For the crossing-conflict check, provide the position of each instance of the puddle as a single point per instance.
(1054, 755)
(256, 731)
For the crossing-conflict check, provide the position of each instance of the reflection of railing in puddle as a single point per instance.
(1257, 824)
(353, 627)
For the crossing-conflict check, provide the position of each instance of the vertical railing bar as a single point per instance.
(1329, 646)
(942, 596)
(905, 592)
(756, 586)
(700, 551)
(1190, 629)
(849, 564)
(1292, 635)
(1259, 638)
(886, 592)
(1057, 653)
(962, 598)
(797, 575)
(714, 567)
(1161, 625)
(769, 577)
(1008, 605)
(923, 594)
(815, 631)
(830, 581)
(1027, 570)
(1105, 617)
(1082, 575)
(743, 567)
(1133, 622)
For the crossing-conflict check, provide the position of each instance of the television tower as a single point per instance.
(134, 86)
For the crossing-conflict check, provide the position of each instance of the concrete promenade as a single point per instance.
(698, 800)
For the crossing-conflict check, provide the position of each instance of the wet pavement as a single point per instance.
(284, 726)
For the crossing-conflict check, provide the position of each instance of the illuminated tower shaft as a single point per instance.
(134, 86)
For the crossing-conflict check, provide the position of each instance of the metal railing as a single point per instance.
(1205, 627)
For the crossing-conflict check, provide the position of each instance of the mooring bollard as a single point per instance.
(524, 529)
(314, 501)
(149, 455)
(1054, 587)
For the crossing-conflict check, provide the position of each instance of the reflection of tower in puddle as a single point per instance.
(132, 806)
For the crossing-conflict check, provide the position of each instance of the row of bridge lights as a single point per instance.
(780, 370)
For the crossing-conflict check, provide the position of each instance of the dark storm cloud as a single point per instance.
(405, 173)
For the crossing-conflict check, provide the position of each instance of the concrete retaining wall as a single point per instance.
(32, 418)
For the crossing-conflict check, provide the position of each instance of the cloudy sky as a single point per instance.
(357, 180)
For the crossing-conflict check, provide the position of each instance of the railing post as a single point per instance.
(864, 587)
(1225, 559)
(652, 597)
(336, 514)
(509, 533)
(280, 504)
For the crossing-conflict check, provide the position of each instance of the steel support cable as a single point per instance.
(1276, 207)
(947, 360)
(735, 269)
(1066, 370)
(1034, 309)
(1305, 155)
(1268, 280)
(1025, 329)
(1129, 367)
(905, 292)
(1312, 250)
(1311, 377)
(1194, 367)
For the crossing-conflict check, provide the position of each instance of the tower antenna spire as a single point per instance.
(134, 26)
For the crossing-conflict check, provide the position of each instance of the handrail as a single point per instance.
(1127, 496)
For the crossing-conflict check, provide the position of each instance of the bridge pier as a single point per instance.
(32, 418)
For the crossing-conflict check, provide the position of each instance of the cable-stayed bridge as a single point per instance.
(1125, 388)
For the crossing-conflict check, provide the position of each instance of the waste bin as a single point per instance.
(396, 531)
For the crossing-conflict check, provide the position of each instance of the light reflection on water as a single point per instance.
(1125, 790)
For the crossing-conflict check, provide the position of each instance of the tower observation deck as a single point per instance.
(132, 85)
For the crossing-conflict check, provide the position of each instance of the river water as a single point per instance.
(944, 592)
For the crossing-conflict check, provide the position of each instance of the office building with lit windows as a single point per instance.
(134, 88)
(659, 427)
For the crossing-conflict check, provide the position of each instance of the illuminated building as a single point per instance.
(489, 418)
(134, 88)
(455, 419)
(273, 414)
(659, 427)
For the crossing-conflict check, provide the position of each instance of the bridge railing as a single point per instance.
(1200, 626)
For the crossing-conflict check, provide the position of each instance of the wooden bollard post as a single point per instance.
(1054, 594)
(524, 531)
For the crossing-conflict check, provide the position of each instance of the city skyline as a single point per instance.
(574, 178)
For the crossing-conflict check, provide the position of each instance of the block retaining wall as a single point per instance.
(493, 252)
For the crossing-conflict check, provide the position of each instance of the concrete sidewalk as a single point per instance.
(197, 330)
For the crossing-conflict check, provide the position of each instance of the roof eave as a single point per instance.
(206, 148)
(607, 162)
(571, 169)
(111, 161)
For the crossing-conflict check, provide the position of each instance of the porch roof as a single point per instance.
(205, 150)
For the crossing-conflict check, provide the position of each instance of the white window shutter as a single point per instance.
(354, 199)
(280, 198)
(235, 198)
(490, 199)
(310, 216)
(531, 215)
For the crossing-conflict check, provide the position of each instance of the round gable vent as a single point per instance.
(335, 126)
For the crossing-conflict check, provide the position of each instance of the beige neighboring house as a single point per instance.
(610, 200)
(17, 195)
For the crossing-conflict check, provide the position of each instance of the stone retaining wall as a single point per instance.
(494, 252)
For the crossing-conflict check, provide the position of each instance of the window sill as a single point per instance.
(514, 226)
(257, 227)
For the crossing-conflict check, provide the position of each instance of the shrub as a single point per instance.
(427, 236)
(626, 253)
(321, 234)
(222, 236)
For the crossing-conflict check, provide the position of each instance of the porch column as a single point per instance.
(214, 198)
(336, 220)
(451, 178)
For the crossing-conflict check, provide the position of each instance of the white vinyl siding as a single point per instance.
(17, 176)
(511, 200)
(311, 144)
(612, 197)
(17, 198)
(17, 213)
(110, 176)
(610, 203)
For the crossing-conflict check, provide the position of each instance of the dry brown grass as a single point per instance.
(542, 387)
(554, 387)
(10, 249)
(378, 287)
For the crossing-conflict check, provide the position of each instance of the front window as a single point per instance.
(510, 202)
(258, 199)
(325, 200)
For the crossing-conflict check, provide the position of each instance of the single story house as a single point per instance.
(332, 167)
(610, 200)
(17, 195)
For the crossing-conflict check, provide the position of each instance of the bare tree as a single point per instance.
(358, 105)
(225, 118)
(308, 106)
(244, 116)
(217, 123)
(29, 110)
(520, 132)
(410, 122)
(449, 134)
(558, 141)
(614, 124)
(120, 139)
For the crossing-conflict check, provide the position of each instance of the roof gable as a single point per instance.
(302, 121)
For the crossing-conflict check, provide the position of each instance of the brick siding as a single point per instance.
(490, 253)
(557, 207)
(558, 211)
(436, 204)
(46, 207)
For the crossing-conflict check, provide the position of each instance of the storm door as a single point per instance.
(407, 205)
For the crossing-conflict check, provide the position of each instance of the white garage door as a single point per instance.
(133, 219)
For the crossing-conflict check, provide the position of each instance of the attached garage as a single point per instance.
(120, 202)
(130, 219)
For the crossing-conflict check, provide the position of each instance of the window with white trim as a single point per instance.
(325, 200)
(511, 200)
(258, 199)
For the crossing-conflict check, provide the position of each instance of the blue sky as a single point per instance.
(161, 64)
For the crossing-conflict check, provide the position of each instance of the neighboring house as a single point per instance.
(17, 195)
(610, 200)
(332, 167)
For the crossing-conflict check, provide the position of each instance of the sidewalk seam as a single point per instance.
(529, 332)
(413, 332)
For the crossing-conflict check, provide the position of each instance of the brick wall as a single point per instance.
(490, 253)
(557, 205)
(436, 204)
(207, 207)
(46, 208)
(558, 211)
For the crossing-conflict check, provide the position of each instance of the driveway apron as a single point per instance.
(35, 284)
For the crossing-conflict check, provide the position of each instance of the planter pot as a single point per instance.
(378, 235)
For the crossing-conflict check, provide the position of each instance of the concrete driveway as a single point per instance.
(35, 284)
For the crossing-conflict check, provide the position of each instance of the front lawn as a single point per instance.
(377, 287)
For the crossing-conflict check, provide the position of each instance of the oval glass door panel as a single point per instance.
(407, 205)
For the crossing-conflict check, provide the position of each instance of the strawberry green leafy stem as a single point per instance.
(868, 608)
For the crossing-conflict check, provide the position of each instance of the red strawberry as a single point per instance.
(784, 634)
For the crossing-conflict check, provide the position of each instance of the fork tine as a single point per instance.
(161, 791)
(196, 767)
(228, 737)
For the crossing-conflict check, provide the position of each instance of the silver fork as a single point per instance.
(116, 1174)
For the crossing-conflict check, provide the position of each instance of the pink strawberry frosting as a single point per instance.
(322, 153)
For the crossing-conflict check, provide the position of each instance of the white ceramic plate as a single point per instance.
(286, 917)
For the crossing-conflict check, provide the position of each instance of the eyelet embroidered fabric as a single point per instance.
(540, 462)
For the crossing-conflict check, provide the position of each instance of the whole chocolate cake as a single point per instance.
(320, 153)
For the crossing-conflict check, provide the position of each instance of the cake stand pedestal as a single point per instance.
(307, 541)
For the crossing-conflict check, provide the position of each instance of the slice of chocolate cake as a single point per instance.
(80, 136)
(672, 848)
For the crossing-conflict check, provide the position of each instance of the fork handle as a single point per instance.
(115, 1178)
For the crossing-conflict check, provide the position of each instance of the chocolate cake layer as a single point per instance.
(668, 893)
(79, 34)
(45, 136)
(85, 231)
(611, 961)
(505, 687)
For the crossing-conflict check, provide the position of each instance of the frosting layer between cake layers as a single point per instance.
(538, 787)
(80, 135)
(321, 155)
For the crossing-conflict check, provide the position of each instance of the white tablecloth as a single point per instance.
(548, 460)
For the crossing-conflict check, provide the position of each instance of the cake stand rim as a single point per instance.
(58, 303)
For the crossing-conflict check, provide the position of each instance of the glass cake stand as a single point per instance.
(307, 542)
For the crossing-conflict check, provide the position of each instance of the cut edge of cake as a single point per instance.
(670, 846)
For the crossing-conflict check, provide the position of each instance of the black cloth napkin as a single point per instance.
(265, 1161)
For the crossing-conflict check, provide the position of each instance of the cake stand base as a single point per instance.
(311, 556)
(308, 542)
····················
YOUR INSTRUCTIONS
Your task is to reproduce, exactly and exclusively, the lines from the one holding "handle as a single point per instance." through the final line of the listing.

RESULT BELOW
For the crossing-conflict check, provide the position of each instance of the fork handle as a single point per instance.
(115, 1178)
For the crossing-conflict check, provide the position of each instance of the chocolate cake layer as a single point per instance.
(668, 893)
(79, 34)
(45, 136)
(85, 231)
(611, 961)
(505, 687)
For the crossing-conflict check, provide the position of each instance of the frosting layer between cake layers as a single point per instance.
(538, 787)
(80, 135)
(321, 155)
For the crossing-conflict check, provide the position of each instance of the white tablecloth as a single point per instance.
(548, 460)
For the crossing-conflict check, provide the position of each instance of the cake stand rim as a single point per instance.
(58, 303)
For the crossing-conflict check, provide the position of each instance of the glass cake stand as a single point per instance.
(307, 542)
For the crossing-conflict check, provide the position of each instance of the cut edge of cake as a single point per instance.
(670, 846)
For the crossing-conflict check, provide the position of each instance of the black cloth napkin as a single point per instance.
(265, 1161)
For the crossing-conflict check, provide the position of each instance of the cake stand base as a single point per instance.
(311, 556)
(308, 542)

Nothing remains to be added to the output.